- Document passage
* * *
Ideal outcomes and low failure rate of arthroscopic rotator cuff repair aiming for biological healing with rotator cuff muscle advancement and absorbable biomaterial augmentation are expected to provide good clinical outcomes even if the tear sizes were too massive to repair.
For small- to medium-sized rotator cuff tears (RCTs), many authors reported good to excellent clinical outcomes as well as high anatomical healing rates after arthroscopic rotator cuff repair (ARCR). However, high failure rates after ARCR were often reported for large to massive RCTs. Since prior reports have shown a direct correlation between the postoperative clinical outcome and anatomic healing of the RCTs, reduction of the failure rate after ARCR might be crucial to achieve an excellent outcome of the ARCR. We therefore performed ARCR aiming for biological healing with rotator cuff muscle advancement (MA) and using absorbable artificial biomaterial augmentation for the massive RCTs to decrease the tension at the repair site and to reinforce the repaired cuff. We investigated the postoperative clinical outcomes and failure rate after this procedure.
* * *
- Stored data
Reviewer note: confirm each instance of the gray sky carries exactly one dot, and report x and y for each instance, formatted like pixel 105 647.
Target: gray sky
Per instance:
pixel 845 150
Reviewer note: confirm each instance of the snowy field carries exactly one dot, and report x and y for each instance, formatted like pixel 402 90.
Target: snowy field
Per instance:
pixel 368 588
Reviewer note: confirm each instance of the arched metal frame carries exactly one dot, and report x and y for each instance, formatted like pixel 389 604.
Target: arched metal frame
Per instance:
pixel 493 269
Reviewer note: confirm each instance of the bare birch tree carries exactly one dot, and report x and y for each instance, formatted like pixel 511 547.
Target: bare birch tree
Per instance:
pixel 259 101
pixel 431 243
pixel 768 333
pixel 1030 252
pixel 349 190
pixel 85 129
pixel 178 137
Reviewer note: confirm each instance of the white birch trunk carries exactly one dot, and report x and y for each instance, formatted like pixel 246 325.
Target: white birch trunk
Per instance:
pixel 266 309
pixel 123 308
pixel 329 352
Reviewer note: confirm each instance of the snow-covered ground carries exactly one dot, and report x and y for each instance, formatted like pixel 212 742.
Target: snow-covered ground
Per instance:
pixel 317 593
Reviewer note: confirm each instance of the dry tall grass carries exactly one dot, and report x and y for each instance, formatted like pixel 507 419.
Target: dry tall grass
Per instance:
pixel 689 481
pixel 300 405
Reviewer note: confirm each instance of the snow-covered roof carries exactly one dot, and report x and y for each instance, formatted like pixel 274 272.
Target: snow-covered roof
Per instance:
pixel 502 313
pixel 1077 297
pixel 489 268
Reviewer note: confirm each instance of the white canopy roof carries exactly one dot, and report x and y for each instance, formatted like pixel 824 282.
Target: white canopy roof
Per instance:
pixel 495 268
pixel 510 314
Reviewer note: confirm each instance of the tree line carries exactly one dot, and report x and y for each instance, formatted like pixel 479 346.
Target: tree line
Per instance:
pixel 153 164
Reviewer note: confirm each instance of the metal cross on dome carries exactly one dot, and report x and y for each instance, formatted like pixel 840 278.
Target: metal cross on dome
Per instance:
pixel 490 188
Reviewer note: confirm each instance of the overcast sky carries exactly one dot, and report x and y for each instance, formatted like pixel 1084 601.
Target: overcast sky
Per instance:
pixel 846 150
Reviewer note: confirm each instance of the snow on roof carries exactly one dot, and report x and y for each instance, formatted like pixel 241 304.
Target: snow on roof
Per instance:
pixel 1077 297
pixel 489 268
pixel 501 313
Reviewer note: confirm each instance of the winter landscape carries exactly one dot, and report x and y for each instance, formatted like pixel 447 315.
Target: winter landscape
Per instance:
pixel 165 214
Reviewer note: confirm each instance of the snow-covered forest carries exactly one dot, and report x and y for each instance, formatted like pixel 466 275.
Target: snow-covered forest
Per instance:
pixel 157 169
* * *
- Assignment A
In the rotator cuff repair passage, rewrite the part from "For small- to" to "after this procedure.", changing "ARCR" to "arthroscopic repair".
- Assignment B
Write the next part of the rotator cuff repair passage, picking up after its final sentence.
The rows come from a different source than the text.

- Exercise response A
For small- to medium-sized rotator cuff tears (RCTs), many authors reported good to excellent clinical outcomes as well as high anatomical healing rates after arthroscopic rotator cuff repair (arthroscopic repair). However, high failure rates after arthroscopic repair were often reported for large to massive RCTs. Since prior reports have shown a direct correlation between the postoperative clinical outcome and anatomic healing of the RCTs, reduction of the failure rate after arthroscopic repair might be crucial to achieve an excellent outcome of the arthroscopic repair. We therefore performed arthroscopic repair aiming for biological healing with rotator cuff muscle advancement (MA) and using absorbable artificial biomaterial augmentation for the massive RCTs to decrease the tension at the repair site and to reinforce the repaired cuff. We investigated the postoperative clinical outcomes and failure rate after this procedure.

- Exercise response B
39 patients (average age was 68.5±7.7 years) diagnosed with massive RCTs and underwent ARCR with supraspinatus and infraspinatus MA and polyglycolic acid (PGA) sheet augmentation with a minimum follow-up of 2 years after surgery were included in this study. MA was performed in cases whose cuff tendons had tension too high to cover the footprint entirely as follows; supraspinatus and infraspinatus muscles were elevated from the scapula fossa, these muscles were advanced laterally, and ARCR was performed by transosseous equivalent double-row repair. And PA was performed as follows; 0.5 mm PGA sheets double-overlapped were penetrated by the sutures of the medial anchors with torn cuff tendon, and the suture from each medial anchor held the sheets by the lateral anchors. We evaluated the pre- and postoperative range of motion (ROM), isometric muscle strength, acromio-humeral interval (AHI), and clinical outcomes using the Constant score and the UCLA score, and compared statistically. Furthermore, cuff integrity by MRI during the last follow up period was assessed, and failure rate was calculated.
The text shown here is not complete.